-------- Given entries --------

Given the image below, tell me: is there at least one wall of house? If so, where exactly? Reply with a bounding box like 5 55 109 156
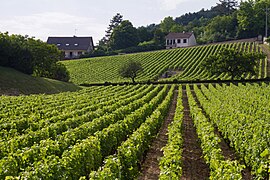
65 50 85 59
188 34 197 46
166 35 197 49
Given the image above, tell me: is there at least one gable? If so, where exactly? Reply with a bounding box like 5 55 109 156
165 32 193 39
47 36 94 51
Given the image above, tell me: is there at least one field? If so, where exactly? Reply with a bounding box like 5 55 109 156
0 83 270 179
0 42 270 180
63 42 267 84
0 66 81 95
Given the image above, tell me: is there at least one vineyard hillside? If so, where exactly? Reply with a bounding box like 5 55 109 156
0 66 80 95
63 42 267 84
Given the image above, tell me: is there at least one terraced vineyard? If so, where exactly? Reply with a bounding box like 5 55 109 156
63 42 267 84
0 83 270 179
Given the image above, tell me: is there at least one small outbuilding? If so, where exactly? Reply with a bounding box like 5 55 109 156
165 32 197 49
47 36 94 59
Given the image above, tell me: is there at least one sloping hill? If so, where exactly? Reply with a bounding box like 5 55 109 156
63 42 266 84
0 67 80 95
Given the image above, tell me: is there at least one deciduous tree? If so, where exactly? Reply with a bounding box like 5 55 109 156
202 48 265 79
109 20 139 50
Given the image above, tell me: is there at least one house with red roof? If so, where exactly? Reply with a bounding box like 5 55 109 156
165 32 197 49
47 36 94 59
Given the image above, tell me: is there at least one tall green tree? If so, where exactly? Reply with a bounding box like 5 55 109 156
105 13 123 41
237 0 270 38
0 33 69 81
202 15 238 42
109 20 139 50
160 16 176 33
202 48 265 79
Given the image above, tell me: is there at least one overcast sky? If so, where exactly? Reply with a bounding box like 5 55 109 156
0 0 218 43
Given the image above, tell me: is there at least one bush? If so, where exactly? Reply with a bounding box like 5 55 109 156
0 33 69 81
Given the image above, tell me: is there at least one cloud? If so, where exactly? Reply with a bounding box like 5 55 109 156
0 12 106 42
159 0 188 11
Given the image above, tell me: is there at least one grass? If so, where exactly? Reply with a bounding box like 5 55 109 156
0 67 81 95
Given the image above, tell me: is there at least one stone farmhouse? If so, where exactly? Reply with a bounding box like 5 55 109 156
47 36 94 59
165 32 197 49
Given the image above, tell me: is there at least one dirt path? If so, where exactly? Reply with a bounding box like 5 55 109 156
181 89 210 180
138 90 178 180
192 91 252 180
260 44 270 77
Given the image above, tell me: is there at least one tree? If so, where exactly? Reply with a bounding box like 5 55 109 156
105 13 123 41
0 33 69 81
216 0 238 15
119 61 143 83
109 20 139 50
160 16 176 33
202 15 237 42
202 48 265 79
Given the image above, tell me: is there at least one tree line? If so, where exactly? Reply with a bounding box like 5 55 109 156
87 0 270 56
0 33 69 81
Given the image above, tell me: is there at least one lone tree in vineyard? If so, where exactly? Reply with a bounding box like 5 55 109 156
119 61 143 83
202 48 265 79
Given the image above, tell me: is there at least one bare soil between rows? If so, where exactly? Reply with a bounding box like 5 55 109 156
138 90 178 180
181 89 210 180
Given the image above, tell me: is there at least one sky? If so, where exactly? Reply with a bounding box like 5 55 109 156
0 0 218 44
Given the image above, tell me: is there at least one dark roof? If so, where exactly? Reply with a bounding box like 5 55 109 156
166 32 193 39
47 36 94 51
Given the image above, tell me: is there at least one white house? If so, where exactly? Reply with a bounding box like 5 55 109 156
47 36 94 59
165 32 197 49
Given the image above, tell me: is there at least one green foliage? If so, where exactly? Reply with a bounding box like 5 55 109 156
187 85 245 180
160 16 176 33
62 42 267 84
109 20 139 50
90 86 175 179
198 83 270 179
119 61 143 83
159 86 184 180
0 33 69 81
202 49 265 79
201 15 237 42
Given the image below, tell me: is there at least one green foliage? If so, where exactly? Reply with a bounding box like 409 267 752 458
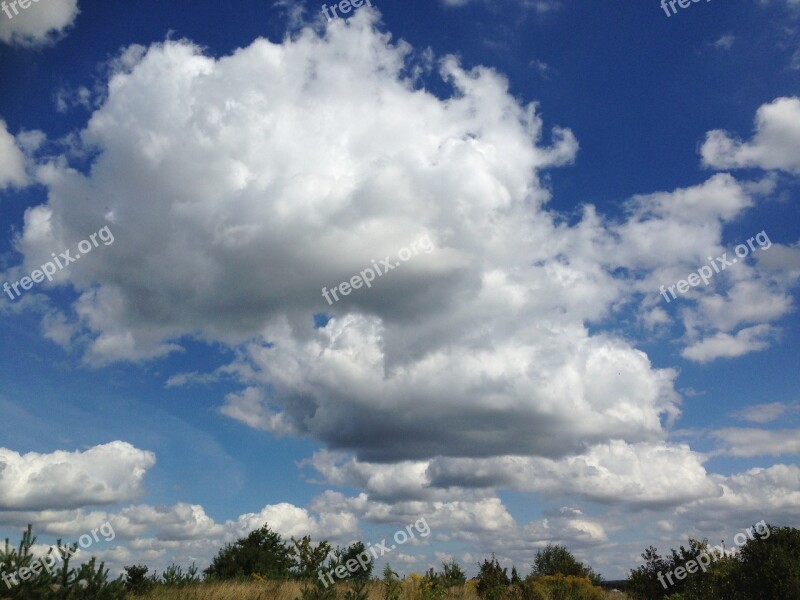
292 535 331 579
160 563 200 587
628 527 800 600
531 544 602 584
733 526 800 599
440 560 467 587
343 578 369 600
125 565 155 596
382 563 402 600
295 578 338 600
477 554 511 600
0 525 125 600
328 542 375 579
203 525 295 580
627 546 672 600
420 568 447 600
526 573 605 600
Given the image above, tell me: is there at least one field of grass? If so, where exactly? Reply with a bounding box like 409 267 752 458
129 580 627 600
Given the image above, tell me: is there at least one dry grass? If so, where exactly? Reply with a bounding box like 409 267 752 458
129 580 626 600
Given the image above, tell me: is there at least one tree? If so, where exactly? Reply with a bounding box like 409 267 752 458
626 546 672 600
204 524 295 579
733 526 800 599
477 554 511 600
531 544 602 584
292 535 331 579
328 542 375 579
441 560 467 587
383 562 402 600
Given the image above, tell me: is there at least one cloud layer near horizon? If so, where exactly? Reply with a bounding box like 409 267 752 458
0 9 798 580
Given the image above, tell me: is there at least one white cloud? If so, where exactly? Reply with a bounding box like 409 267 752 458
732 402 800 423
0 441 156 510
700 97 800 174
713 427 800 457
681 325 775 363
0 0 80 46
0 119 28 190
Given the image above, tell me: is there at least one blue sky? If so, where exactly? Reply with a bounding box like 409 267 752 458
0 0 800 579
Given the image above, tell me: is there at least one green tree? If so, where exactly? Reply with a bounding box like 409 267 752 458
383 563 402 600
511 566 522 585
441 560 467 587
292 535 331 579
531 544 602 584
203 525 295 579
329 542 375 579
477 554 511 600
626 546 672 600
733 527 800 600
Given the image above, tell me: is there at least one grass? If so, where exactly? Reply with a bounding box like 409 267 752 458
129 580 626 600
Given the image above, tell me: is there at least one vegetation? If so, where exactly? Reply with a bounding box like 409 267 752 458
0 525 126 600
0 525 800 600
627 525 800 600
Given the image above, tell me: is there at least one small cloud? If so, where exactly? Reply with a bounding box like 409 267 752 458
0 0 80 48
714 33 736 50
731 402 800 424
528 59 552 80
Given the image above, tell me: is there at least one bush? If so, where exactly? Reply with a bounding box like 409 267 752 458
203 525 295 580
733 526 800 599
526 573 605 600
0 525 125 600
477 554 511 600
531 544 602 584
382 563 402 600
440 560 467 587
125 565 155 596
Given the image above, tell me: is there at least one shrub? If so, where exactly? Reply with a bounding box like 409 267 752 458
732 526 800 599
0 525 125 600
382 563 402 600
477 554 511 600
527 573 605 600
531 544 602 584
203 525 295 579
440 560 467 587
125 565 155 596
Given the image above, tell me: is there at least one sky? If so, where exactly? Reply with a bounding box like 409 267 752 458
0 0 800 579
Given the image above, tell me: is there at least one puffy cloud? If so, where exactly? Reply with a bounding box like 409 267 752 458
713 426 800 456
0 119 28 189
700 97 800 174
0 0 80 46
732 402 800 423
0 441 156 510
681 325 775 363
231 316 677 462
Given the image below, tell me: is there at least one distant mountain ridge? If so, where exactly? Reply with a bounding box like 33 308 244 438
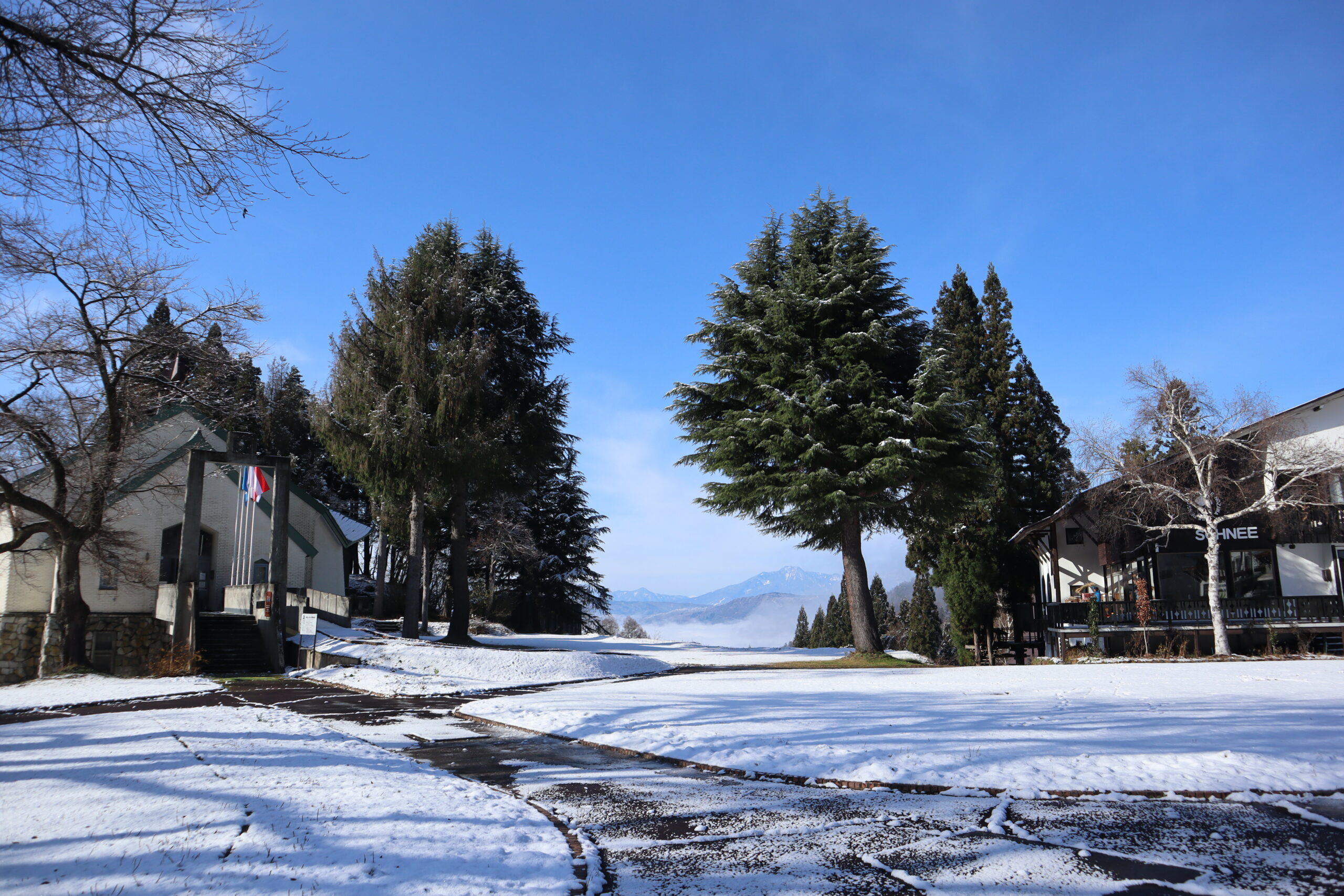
612 588 695 603
692 567 840 606
632 591 826 626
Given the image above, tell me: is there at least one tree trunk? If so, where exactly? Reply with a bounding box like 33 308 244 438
1195 526 1233 657
444 480 472 644
421 544 434 634
38 543 89 677
840 511 881 653
359 498 377 576
374 513 387 619
402 485 425 638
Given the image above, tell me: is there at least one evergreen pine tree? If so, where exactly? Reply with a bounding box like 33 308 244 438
508 446 612 633
909 265 1080 661
672 192 977 653
319 220 570 644
790 607 812 648
902 570 942 660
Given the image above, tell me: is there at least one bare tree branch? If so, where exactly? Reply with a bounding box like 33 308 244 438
0 0 344 239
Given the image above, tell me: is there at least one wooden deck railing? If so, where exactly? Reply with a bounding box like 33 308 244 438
1015 595 1344 631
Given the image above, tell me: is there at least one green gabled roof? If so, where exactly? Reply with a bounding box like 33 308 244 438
117 404 356 556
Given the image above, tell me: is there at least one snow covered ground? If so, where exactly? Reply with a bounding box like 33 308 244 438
295 623 670 696
475 634 849 666
0 707 575 896
463 661 1344 793
0 674 220 712
320 711 485 750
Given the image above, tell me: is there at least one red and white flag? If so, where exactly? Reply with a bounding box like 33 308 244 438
238 466 270 501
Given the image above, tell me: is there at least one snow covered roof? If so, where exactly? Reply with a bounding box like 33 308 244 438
327 508 374 544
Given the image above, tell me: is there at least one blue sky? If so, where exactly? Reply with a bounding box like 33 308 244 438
181 0 1344 594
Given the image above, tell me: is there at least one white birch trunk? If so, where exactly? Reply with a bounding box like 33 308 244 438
1195 524 1233 657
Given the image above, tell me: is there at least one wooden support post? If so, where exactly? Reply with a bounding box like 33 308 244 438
270 458 289 669
172 449 206 650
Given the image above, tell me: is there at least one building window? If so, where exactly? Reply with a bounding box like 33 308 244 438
1227 551 1277 598
1157 553 1208 600
89 631 117 674
98 557 117 591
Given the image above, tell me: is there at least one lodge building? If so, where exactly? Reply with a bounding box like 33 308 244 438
1003 389 1344 662
0 406 370 684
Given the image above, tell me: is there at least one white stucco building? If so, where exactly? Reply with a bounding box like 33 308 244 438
1013 389 1344 656
0 407 368 681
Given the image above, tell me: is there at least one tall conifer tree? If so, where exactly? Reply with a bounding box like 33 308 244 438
903 570 942 660
672 192 979 653
319 220 570 644
909 265 1079 661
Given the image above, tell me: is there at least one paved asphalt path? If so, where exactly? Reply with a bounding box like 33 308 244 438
0 678 1344 896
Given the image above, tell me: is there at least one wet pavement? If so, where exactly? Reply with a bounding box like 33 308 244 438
0 678 1344 896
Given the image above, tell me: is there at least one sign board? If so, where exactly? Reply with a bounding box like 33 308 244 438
1153 517 1274 553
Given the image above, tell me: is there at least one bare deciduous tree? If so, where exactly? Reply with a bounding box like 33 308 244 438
1078 361 1344 654
0 0 341 238
0 220 259 663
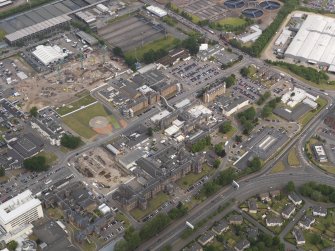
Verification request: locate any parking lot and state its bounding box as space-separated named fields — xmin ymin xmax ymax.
xmin=100 ymin=220 xmax=125 ymax=241
xmin=169 ymin=60 xmax=220 ymax=85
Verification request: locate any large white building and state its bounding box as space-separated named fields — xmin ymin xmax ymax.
xmin=32 ymin=45 xmax=68 ymax=66
xmin=281 ymin=87 xmax=319 ymax=109
xmin=285 ymin=14 xmax=335 ymax=66
xmin=0 ymin=190 xmax=43 ymax=232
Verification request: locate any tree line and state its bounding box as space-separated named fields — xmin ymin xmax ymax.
xmin=114 ymin=202 xmax=188 ymax=251
xmin=299 ymin=182 xmax=335 ymax=203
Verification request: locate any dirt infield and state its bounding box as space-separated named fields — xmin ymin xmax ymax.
xmin=89 ymin=116 xmax=113 ymax=134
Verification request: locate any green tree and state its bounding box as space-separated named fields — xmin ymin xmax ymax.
xmin=148 ymin=127 xmax=154 ymax=137
xmin=235 ymin=135 xmax=242 ymax=143
xmin=7 ymin=240 xmax=18 ymax=251
xmin=240 ymin=67 xmax=250 ymax=77
xmin=219 ymin=120 xmax=233 ymax=134
xmin=23 ymin=156 xmax=49 ymax=172
xmin=29 ymin=106 xmax=38 ymax=117
xmin=213 ymin=159 xmax=221 ymax=169
xmin=310 ymin=234 xmax=322 ymax=245
xmin=60 ymin=134 xmax=81 ymax=149
xmin=183 ymin=36 xmax=199 ymax=55
xmin=248 ymin=156 xmax=262 ymax=172
xmin=286 ymin=181 xmax=295 ymax=193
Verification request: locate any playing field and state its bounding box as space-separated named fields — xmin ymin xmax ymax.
xmin=62 ymin=103 xmax=120 ymax=139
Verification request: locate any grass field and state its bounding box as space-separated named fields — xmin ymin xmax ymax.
xmin=216 ymin=17 xmax=246 ymax=26
xmin=177 ymin=165 xmax=214 ymax=189
xmin=56 ymin=95 xmax=96 ymax=116
xmin=287 ymin=147 xmax=300 ymax=166
xmin=298 ymin=98 xmax=328 ymax=127
xmin=271 ymin=161 xmax=285 ymax=173
xmin=62 ymin=104 xmax=120 ymax=139
xmin=130 ymin=192 xmax=170 ymax=220
xmin=126 ymin=35 xmax=179 ymax=60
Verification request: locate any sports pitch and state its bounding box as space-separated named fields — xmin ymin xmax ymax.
xmin=62 ymin=104 xmax=120 ymax=139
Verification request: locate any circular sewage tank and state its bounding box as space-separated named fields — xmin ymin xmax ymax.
xmin=224 ymin=0 xmax=245 ymax=9
xmin=259 ymin=1 xmax=280 ymax=10
xmin=242 ymin=9 xmax=264 ymax=18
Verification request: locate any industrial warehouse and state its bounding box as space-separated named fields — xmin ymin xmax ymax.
xmin=0 ymin=0 xmax=97 ymax=45
xmin=285 ymin=14 xmax=335 ymax=66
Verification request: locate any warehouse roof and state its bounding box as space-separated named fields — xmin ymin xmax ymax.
xmin=285 ymin=14 xmax=335 ymax=64
xmin=0 ymin=190 xmax=41 ymax=224
xmin=6 ymin=15 xmax=71 ymax=42
xmin=32 ymin=45 xmax=67 ymax=65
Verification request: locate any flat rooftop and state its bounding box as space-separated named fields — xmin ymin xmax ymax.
xmin=0 ymin=190 xmax=41 ymax=224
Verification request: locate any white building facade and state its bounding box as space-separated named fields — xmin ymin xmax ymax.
xmin=0 ymin=190 xmax=44 ymax=232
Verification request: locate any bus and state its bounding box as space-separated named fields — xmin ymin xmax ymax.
xmin=44 ymin=180 xmax=52 ymax=185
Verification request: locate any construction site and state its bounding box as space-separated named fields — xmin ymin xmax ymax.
xmin=74 ymin=147 xmax=132 ymax=192
xmin=16 ymin=46 xmax=124 ymax=111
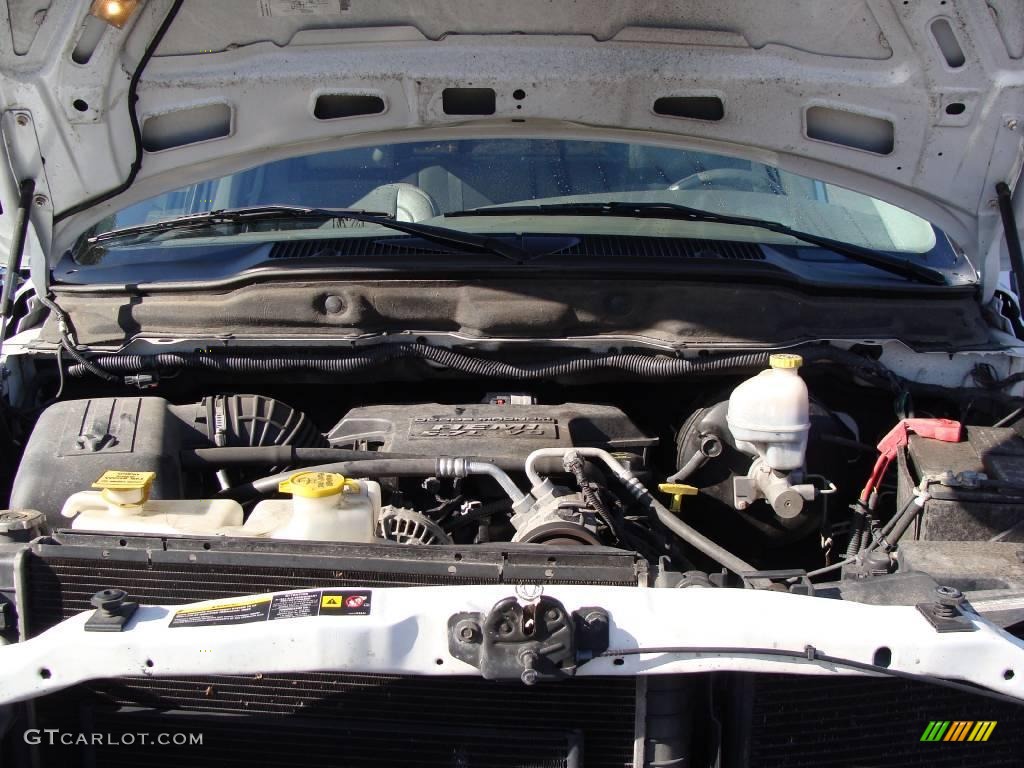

--------

• _Exercise objective_
Copy, with no changes, every line from the one containing "snow covered ground?" through the one containing "238 466 270 501", both included.

• _Correct output_
Given the image above, tell me: is there at least one snow covered ground? If so, where exactly? Reply with a bounding box like 33 308 244 438
295 623 670 696
475 634 849 666
0 707 575 896
463 661 1344 793
0 674 220 712
320 711 485 750
Given the image above, tell me: is there at least one red and white flag? If so, where exactly? Reply with a bounding box like 33 308 244 438
238 466 270 501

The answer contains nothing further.